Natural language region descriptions
◇ ◇ ◇

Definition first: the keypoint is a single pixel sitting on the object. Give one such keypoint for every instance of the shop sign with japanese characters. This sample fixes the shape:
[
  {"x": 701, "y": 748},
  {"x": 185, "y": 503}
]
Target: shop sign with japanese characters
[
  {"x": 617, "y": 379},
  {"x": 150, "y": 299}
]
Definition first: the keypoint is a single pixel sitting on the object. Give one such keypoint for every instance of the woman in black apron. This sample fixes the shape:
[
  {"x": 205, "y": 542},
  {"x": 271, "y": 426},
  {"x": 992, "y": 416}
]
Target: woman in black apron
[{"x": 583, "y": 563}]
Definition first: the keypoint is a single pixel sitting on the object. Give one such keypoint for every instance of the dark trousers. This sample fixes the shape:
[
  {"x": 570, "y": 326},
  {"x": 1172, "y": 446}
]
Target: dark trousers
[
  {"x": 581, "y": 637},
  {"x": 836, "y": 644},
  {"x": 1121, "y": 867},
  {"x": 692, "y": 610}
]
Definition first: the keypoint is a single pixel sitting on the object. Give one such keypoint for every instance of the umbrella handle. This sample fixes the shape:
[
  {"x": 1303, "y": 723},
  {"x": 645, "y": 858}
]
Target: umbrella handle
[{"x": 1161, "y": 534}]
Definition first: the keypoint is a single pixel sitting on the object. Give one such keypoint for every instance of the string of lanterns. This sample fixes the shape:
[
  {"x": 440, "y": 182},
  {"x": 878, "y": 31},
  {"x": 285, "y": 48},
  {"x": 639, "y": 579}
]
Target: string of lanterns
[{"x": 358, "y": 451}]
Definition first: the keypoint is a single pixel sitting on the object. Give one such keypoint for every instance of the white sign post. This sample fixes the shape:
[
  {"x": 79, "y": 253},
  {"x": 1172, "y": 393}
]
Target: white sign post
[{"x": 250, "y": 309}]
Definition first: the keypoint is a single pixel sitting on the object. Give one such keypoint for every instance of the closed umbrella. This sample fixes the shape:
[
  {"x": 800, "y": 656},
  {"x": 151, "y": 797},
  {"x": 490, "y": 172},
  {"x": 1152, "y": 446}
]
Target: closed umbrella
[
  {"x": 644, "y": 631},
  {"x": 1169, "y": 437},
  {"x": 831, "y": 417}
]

◇ ◇ ◇

# [EXERCISE INSTRUCTIONS]
Go through the data and copy each line exactly as it was written.

# [EXERCISE ANSWER]
Definition first: the keypoint is a single pixel sitting on the object. Give one such keypoint for every instance of the shop sign with japanese characters. This sample fixes the shape:
[
  {"x": 701, "y": 748},
  {"x": 185, "y": 503}
]
Target: shop sign with japanese characters
[
  {"x": 617, "y": 379},
  {"x": 150, "y": 299}
]
Definition first: the keypoint is a single pixel sitting on the object. Give one such keypoint for every instance of the woman in black apron. This sample fixes the shape:
[
  {"x": 205, "y": 542},
  {"x": 271, "y": 426},
  {"x": 992, "y": 416}
]
Target: woman in black apron
[{"x": 583, "y": 563}]
Definition first: the keypoint is a single pixel sitting on the object. Give one such keypoint for every instance of the dark trousers. This sample fixes the shape:
[
  {"x": 570, "y": 326},
  {"x": 1172, "y": 446}
]
Target: dark trousers
[
  {"x": 581, "y": 637},
  {"x": 836, "y": 644},
  {"x": 1121, "y": 867},
  {"x": 692, "y": 610}
]
Definition first: the keypoint is a single pixel sitting on the object. Give one such keypoint for every instance of the umbrella handle. This sample fixes the shape:
[
  {"x": 1303, "y": 723},
  {"x": 645, "y": 858}
]
Target: umbrella handle
[{"x": 1161, "y": 534}]
Definition first: the keypoint is a single pixel sitting on the object. Give one such keypoint for every instance of the string of lanterns. This sample fixes the shape:
[
  {"x": 440, "y": 182},
  {"x": 878, "y": 31},
  {"x": 285, "y": 48},
  {"x": 639, "y": 579}
]
Target: string of lanterns
[{"x": 358, "y": 451}]
Definition first: the keypoint is a single pixel sitting on the object. Give one such keypoint for every instance of the white sign post. This sample fixes the shape:
[
  {"x": 79, "y": 253},
  {"x": 1172, "y": 393}
]
Target: white sign post
[{"x": 250, "y": 309}]
Definition first: the keypoint is a single pixel sitting on the object. Give one such keypoint for every instance of the closed umbrella. This sample fixes the shape:
[
  {"x": 800, "y": 656},
  {"x": 151, "y": 797},
  {"x": 490, "y": 172},
  {"x": 1152, "y": 446}
]
Target: closed umbrella
[
  {"x": 644, "y": 631},
  {"x": 1169, "y": 437},
  {"x": 831, "y": 417}
]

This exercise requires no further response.